(INSTRUCTION)
Can you retype the items below, from the line holding "Please drop a marker on every instance of the green" through the last line, inclusive, character for character?

(INFORMATION SHOWN)
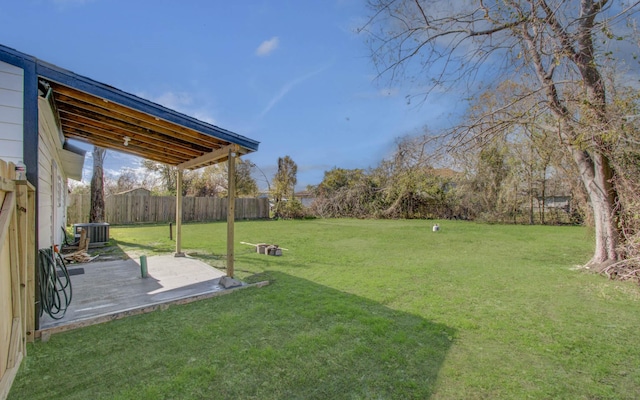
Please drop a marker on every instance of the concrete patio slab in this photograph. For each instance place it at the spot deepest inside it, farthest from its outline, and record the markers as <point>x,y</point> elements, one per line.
<point>111,289</point>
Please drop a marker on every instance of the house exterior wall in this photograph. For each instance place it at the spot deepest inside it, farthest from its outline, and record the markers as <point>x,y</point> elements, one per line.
<point>52,183</point>
<point>11,112</point>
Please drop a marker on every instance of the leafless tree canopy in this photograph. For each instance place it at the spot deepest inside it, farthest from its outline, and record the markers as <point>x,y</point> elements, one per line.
<point>556,52</point>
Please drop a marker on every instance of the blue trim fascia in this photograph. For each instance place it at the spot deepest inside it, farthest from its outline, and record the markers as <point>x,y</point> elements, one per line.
<point>118,96</point>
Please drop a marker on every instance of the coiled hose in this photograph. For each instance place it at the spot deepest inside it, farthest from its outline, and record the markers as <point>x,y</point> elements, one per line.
<point>55,285</point>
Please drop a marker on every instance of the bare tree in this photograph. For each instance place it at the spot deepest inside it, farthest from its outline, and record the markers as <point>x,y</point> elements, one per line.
<point>284,188</point>
<point>97,186</point>
<point>550,42</point>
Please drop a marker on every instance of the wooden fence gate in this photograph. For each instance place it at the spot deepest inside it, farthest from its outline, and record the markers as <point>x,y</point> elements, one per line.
<point>132,209</point>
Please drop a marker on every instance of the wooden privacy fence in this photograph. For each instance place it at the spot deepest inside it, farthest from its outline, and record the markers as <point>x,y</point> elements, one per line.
<point>131,209</point>
<point>17,273</point>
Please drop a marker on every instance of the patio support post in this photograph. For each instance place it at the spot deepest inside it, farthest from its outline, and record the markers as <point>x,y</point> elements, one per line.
<point>231,210</point>
<point>179,252</point>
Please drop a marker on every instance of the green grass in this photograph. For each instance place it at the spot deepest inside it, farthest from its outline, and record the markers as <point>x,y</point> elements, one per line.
<point>361,309</point>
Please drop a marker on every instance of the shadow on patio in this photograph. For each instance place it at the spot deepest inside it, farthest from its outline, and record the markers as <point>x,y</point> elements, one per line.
<point>107,290</point>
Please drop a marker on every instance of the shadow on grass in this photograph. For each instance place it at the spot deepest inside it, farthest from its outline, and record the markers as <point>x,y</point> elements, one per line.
<point>292,339</point>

(RESULT OF THIS EXERCISE)
Please drop a marker on every instance of the green grass in this photograph. For each instance place it at the spot deepest inside it, farthest from its outline, and record the markers as <point>x,y</point> elements, one per line.
<point>361,309</point>
Please drop a marker on every instance of the shadow on patio in this photograph. For each instance place it at the spot deepest inside it, farthest from its outline, and record the markers as <point>x,y</point> elements, one per line.
<point>107,290</point>
Please drop a marker on every instance of the shadow on grass in this photograph. For each instance place it at the spot deepest inside it, farthest from its outline, and record the markers as <point>x,y</point> elements, one per line.
<point>292,339</point>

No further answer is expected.